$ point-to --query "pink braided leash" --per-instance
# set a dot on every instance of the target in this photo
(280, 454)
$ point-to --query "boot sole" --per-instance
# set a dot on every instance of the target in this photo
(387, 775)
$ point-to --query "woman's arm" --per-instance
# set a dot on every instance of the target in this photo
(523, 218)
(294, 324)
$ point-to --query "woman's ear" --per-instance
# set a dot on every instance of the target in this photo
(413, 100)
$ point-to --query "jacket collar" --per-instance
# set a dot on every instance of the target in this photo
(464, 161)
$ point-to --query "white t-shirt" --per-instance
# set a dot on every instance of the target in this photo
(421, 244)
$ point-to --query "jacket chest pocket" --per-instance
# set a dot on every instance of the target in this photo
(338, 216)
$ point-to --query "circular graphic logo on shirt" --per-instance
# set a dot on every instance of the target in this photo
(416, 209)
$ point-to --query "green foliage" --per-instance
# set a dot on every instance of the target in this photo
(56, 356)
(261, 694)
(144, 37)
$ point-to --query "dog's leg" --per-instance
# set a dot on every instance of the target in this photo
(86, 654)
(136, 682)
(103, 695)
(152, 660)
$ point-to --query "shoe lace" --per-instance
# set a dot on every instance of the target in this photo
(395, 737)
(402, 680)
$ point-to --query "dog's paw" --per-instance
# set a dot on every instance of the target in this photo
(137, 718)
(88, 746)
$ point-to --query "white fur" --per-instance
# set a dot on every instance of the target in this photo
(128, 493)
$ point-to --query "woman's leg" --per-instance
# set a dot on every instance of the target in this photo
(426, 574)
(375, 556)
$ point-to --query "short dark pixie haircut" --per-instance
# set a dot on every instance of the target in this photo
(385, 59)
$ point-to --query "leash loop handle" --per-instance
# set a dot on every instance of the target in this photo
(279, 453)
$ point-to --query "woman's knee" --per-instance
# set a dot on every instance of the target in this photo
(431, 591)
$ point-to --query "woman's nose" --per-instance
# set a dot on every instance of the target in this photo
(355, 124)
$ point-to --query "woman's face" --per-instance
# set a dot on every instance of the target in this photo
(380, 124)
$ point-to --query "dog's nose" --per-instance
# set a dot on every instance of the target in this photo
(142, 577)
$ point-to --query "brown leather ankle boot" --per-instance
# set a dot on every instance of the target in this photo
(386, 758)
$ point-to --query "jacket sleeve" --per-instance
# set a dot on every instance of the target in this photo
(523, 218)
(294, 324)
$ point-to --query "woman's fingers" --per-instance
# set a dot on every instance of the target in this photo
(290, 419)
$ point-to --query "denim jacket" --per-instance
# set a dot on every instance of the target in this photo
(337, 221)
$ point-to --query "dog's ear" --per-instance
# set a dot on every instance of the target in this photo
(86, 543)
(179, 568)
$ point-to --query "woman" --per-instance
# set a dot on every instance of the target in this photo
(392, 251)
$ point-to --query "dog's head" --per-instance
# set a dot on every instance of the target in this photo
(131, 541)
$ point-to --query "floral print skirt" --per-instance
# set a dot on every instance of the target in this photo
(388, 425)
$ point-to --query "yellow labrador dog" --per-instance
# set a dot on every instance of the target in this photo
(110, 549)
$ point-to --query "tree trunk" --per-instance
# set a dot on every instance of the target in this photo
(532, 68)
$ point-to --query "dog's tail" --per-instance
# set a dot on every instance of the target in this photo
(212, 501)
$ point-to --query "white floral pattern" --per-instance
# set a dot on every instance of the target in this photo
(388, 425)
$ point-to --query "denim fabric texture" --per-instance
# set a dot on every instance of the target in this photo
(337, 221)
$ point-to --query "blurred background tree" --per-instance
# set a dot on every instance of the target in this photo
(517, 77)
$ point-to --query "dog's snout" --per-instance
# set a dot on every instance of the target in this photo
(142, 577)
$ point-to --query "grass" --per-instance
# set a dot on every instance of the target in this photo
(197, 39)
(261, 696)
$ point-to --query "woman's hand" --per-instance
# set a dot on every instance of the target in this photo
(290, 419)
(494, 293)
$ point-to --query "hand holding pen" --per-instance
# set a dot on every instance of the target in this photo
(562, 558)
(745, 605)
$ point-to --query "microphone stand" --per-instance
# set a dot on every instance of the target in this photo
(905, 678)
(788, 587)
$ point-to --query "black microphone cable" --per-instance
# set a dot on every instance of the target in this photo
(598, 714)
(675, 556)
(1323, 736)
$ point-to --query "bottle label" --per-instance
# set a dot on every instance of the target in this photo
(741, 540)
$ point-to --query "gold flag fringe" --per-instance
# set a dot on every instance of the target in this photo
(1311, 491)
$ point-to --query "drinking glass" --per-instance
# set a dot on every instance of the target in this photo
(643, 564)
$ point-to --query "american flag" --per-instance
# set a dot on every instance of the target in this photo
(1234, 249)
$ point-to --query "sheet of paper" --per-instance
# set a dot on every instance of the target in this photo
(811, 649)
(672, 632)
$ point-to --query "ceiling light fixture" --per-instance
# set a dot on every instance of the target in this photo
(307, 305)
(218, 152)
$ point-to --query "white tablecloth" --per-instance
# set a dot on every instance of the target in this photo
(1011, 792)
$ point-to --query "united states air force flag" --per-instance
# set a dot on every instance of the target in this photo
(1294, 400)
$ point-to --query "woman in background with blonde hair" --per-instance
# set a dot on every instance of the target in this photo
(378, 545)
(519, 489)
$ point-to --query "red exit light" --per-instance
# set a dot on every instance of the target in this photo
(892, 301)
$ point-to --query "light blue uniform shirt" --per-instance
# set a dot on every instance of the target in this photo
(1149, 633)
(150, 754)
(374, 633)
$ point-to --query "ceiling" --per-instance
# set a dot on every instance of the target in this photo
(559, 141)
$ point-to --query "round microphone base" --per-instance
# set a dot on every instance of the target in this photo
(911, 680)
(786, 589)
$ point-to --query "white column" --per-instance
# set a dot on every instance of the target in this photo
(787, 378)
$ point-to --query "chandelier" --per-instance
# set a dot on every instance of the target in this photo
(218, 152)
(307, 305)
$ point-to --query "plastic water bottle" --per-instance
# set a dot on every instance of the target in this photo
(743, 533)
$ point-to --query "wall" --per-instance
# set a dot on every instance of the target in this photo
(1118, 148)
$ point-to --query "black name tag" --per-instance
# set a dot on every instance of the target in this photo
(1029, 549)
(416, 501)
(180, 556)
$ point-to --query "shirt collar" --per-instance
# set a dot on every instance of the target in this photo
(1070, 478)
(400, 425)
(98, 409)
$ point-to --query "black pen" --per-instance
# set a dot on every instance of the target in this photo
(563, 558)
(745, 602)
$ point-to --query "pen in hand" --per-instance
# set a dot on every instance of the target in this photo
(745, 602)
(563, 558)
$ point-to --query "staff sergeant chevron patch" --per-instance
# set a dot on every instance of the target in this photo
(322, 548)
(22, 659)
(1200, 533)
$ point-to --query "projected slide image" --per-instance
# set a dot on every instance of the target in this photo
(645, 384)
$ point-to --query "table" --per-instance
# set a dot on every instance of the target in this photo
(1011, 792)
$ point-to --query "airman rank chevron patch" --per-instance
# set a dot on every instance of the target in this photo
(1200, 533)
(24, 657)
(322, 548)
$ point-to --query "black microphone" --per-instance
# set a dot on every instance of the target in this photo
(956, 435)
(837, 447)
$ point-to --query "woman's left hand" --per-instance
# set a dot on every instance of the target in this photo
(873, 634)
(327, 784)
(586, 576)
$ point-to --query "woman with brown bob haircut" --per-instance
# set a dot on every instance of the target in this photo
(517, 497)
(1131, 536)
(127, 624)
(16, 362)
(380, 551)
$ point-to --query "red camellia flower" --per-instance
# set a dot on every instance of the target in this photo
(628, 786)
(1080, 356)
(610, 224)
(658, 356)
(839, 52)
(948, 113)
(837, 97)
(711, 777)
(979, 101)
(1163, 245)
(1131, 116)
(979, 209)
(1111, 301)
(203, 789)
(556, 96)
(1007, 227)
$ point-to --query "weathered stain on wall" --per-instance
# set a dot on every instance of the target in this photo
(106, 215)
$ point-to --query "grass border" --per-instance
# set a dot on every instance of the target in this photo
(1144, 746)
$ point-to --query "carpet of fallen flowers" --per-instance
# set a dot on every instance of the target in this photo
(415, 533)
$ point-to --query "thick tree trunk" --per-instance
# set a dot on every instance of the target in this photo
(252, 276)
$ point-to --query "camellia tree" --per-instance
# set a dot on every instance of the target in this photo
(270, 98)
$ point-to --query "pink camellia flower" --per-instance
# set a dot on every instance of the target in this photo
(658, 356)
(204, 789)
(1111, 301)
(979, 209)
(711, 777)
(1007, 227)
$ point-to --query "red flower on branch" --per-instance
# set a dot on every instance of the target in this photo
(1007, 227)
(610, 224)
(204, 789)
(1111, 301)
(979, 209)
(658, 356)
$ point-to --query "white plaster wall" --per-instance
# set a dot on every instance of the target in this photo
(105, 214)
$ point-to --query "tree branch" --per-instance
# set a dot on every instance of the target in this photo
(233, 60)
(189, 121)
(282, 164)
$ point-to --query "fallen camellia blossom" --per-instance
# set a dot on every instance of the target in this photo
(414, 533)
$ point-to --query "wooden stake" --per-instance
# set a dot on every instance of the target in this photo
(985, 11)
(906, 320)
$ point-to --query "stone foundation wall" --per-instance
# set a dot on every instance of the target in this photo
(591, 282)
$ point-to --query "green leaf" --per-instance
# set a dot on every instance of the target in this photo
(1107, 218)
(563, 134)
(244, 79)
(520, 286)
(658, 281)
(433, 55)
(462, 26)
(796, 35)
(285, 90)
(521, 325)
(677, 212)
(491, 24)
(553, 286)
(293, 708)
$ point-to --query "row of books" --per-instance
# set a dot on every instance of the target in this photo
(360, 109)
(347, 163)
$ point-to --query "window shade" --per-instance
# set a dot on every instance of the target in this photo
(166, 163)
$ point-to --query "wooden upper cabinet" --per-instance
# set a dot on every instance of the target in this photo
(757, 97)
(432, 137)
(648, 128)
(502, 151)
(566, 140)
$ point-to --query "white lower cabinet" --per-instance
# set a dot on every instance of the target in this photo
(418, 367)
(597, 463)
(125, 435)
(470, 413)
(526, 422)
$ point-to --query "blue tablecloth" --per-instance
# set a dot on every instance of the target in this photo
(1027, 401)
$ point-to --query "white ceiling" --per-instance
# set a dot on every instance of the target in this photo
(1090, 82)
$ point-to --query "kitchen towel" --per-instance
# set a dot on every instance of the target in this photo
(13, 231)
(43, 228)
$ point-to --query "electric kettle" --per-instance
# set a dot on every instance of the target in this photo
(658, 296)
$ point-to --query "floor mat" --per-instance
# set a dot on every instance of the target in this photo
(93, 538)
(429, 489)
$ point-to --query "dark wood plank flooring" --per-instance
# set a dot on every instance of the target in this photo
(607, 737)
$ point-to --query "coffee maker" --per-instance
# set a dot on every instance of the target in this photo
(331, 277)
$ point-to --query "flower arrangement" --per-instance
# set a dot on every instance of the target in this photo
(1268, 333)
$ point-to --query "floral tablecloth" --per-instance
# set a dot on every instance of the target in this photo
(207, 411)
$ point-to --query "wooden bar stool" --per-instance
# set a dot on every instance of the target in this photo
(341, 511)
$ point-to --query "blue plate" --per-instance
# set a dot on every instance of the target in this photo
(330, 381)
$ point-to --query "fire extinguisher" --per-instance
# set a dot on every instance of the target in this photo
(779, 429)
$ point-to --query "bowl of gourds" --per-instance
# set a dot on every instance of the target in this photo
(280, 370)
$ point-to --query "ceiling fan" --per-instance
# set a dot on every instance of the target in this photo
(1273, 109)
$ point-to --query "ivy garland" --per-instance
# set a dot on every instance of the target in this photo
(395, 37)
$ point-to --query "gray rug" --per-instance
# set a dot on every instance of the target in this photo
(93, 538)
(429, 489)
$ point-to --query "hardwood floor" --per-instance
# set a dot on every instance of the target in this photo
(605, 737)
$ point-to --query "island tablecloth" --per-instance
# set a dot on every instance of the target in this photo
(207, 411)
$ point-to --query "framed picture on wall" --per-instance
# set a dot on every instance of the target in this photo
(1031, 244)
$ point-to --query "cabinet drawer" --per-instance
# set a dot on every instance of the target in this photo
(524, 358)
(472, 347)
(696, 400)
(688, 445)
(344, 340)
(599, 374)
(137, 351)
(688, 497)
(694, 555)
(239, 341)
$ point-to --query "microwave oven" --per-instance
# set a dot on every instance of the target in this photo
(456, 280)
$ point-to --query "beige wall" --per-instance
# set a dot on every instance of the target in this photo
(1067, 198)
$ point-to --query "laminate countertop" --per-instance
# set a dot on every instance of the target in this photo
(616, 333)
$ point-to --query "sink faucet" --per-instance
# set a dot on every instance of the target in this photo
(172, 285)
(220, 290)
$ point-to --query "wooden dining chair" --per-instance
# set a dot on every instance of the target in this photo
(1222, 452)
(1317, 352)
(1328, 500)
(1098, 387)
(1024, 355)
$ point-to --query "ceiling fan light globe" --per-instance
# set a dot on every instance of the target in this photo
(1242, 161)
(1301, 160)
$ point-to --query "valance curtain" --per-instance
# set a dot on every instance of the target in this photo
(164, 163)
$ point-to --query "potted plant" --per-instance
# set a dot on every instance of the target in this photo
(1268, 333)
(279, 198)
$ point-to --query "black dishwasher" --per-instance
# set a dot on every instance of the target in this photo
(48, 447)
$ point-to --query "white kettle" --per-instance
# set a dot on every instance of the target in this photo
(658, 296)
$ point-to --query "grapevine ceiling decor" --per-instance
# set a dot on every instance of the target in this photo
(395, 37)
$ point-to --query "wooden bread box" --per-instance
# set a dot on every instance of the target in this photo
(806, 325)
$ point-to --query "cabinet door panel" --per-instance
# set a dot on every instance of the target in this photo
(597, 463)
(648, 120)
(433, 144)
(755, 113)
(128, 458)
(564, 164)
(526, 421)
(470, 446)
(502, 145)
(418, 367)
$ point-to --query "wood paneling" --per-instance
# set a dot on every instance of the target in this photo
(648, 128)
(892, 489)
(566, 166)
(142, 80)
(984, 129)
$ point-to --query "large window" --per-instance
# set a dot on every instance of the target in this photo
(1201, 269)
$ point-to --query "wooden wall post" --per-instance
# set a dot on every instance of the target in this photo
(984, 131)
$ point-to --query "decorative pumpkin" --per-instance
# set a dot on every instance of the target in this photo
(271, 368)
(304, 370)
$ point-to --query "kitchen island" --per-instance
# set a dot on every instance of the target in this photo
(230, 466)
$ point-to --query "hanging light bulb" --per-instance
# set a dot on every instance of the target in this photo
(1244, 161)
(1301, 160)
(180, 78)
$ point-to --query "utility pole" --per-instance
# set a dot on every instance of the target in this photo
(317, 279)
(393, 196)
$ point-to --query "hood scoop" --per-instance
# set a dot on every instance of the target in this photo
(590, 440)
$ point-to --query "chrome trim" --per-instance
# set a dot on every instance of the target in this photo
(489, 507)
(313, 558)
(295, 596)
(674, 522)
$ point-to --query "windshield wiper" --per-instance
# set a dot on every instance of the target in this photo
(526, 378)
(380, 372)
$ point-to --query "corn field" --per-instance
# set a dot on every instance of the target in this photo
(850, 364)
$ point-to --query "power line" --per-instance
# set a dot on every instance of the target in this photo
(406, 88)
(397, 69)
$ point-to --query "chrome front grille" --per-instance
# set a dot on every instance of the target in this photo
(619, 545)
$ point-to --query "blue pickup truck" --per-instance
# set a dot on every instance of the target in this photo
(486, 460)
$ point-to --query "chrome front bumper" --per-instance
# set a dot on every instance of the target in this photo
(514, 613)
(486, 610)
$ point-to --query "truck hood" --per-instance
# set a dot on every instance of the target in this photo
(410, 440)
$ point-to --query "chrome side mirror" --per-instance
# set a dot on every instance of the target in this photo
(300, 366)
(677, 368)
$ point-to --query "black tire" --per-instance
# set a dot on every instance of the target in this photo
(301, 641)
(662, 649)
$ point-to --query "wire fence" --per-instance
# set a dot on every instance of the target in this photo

=-=-=-=-=

* Requirements
Find every line in the data above that contains the word "wooden" and copy each of those lines.

* Final result
$ point-to --query "wooden stake" --per-instance
$ point-to --query "wooden upper cabinet" --per-instance
$ point-to --query "wooden bar stool" --per-instance
$ point-to --query "wooden dining chair" --per-instance
$ point-to --query "wooden bread box" --per-instance
$ point-to --query "wooden wall post" --per-instance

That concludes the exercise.